MATERIAL
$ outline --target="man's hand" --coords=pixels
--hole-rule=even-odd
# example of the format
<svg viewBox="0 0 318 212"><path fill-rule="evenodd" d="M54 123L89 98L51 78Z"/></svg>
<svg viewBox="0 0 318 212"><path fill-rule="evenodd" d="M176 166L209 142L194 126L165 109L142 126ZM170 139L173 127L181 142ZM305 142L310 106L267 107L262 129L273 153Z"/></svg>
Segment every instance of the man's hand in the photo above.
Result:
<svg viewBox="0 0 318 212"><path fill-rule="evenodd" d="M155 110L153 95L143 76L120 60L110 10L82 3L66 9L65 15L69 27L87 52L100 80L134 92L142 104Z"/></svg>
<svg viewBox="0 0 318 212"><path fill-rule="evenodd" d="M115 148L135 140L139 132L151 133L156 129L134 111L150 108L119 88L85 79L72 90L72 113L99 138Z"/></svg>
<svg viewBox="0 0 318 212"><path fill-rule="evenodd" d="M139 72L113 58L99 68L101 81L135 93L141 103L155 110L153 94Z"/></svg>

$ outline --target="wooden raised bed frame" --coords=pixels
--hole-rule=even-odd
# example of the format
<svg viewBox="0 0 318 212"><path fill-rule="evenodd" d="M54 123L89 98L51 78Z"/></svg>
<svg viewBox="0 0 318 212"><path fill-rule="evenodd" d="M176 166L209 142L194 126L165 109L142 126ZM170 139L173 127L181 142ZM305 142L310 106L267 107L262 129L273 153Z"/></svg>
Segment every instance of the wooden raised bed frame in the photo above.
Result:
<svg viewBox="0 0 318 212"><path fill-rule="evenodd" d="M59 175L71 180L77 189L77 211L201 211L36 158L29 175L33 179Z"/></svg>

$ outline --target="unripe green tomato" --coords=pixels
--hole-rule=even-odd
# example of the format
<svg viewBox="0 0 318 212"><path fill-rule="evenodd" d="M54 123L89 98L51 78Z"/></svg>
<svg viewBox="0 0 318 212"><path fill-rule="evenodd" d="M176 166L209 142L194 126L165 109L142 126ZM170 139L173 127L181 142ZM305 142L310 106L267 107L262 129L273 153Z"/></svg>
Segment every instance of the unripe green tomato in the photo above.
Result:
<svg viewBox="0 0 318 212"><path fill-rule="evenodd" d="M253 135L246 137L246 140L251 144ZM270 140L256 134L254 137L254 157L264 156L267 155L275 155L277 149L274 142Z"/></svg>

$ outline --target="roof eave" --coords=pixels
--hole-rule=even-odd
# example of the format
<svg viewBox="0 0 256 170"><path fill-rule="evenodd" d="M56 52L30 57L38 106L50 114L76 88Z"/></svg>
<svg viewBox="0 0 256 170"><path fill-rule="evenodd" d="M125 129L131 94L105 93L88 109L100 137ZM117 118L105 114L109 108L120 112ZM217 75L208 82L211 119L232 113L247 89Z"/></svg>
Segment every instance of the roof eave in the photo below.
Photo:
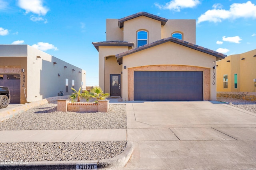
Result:
<svg viewBox="0 0 256 170"><path fill-rule="evenodd" d="M166 18L164 18L162 17L159 17L158 16L151 14L146 12L141 12L136 14L135 14L132 15L130 16L128 16L127 18L122 18L118 20L118 21L119 28L121 28L124 27L124 22L141 16L144 16L146 17L148 17L150 18L160 21L161 24L164 26L165 25L166 22L167 22L167 21L168 21L168 19Z"/></svg>
<svg viewBox="0 0 256 170"><path fill-rule="evenodd" d="M133 43L97 43L92 42L92 43L94 46L95 48L99 51L99 46L120 46L120 47L130 47L132 48L134 45Z"/></svg>
<svg viewBox="0 0 256 170"><path fill-rule="evenodd" d="M199 51L202 52L203 53L209 54L210 55L211 55L214 56L215 56L216 57L216 60L218 61L220 60L222 60L223 59L224 59L226 57L226 55L223 55L222 54L220 54L220 53L216 52L213 51L213 50L210 50L210 51L208 51L208 50L209 50L208 49L206 49L205 48L204 48L202 47L200 47L198 45L194 45L193 44L190 43L188 42L183 41L182 42L179 41L178 40L177 40L178 39L175 39L172 37L169 37L166 39L162 39L158 41L157 43L152 43L152 45L149 45L147 44L144 45L144 46L141 46L140 47L138 47L136 49L133 49L130 51L129 52L124 52L124 53L120 53L116 55L116 58L117 60L118 60L118 63L120 65L122 64L122 57L123 57L125 56L126 55L129 55L130 54L133 54L134 53L136 53L137 52L140 51L142 50L143 50L146 49L147 49L148 48L159 45L161 44L162 44L163 43L165 43L166 42L170 41L172 42L178 44L179 44L181 45L183 45L196 50L198 51ZM224 55L225 56L223 56L222 55Z"/></svg>

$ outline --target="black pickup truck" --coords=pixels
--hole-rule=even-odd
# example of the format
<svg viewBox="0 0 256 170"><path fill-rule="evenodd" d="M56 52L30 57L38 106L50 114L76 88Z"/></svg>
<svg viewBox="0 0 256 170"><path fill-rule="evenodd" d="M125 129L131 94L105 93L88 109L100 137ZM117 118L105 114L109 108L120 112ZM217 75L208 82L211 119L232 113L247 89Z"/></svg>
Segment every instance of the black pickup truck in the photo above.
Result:
<svg viewBox="0 0 256 170"><path fill-rule="evenodd" d="M5 108L11 101L9 88L0 86L0 108Z"/></svg>

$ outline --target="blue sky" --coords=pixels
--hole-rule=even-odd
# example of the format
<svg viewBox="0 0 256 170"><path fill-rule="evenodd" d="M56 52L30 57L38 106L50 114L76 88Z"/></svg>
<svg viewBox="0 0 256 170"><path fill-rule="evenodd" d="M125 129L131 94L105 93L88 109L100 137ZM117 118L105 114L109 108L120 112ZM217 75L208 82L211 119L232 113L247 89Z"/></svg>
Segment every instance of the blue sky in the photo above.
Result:
<svg viewBox="0 0 256 170"><path fill-rule="evenodd" d="M28 44L86 71L98 84L106 19L145 12L195 19L196 44L229 55L256 49L256 2L239 0L0 0L0 44Z"/></svg>

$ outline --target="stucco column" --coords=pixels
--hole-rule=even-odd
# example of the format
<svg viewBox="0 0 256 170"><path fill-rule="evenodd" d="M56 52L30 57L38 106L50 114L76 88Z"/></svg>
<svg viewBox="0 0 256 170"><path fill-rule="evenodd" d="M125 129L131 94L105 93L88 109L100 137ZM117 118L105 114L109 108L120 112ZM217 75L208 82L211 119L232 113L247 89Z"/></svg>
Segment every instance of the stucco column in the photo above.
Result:
<svg viewBox="0 0 256 170"><path fill-rule="evenodd" d="M124 64L123 64L124 65ZM123 74L122 80L122 96L123 101L128 101L128 84L129 83L129 80L128 80L128 68L127 66L126 66L126 68L124 69L123 65Z"/></svg>
<svg viewBox="0 0 256 170"><path fill-rule="evenodd" d="M99 47L99 86L105 93L105 58Z"/></svg>
<svg viewBox="0 0 256 170"><path fill-rule="evenodd" d="M212 68L210 68L210 100L215 101L217 100L217 84L216 83L216 69ZM216 66L215 66L216 68Z"/></svg>

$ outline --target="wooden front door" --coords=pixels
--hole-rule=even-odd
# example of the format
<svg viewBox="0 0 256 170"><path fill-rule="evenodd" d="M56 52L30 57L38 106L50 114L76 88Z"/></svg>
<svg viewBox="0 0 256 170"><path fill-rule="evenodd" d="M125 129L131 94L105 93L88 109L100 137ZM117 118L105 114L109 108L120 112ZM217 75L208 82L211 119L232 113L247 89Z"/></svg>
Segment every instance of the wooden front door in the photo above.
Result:
<svg viewBox="0 0 256 170"><path fill-rule="evenodd" d="M120 74L110 74L110 96L121 96L120 82Z"/></svg>

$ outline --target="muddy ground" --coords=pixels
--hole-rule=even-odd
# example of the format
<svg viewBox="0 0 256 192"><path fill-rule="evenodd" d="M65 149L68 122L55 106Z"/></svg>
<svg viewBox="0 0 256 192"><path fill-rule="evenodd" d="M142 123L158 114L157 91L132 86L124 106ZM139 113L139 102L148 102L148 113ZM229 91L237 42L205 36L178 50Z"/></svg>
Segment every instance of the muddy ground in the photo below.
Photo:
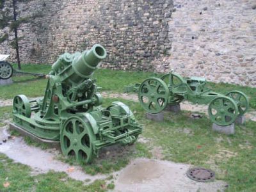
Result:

SHORT TASK
Can you copy out, unchanged, the part of the records that opens with their very first line and closes with the line containing "72L113 58L99 68L101"?

TASK ANSWER
$ outline --target="man's hand" --coords=pixels
--hole-rule=even-odd
# example of the format
<svg viewBox="0 0 318 212"><path fill-rule="evenodd" d="M54 123L89 98L51 78Z"/></svg>
<svg viewBox="0 0 318 212"><path fill-rule="evenodd" d="M176 166L209 142L194 126L165 109L142 126ZM170 139L173 127L181 142ZM305 142L310 106L267 107L262 129L273 153Z"/></svg>
Segment every instance of the man's hand in the photo above.
Result:
<svg viewBox="0 0 318 212"><path fill-rule="evenodd" d="M155 110L153 95L143 76L120 60L110 10L82 3L66 9L65 15L69 27L87 52L100 80L134 92L142 104Z"/></svg>
<svg viewBox="0 0 318 212"><path fill-rule="evenodd" d="M115 148L135 140L139 132L151 133L156 129L134 111L150 108L119 88L85 79L72 90L72 113L99 138Z"/></svg>
<svg viewBox="0 0 318 212"><path fill-rule="evenodd" d="M139 72L113 58L99 68L101 81L135 93L141 103L155 110L153 94Z"/></svg>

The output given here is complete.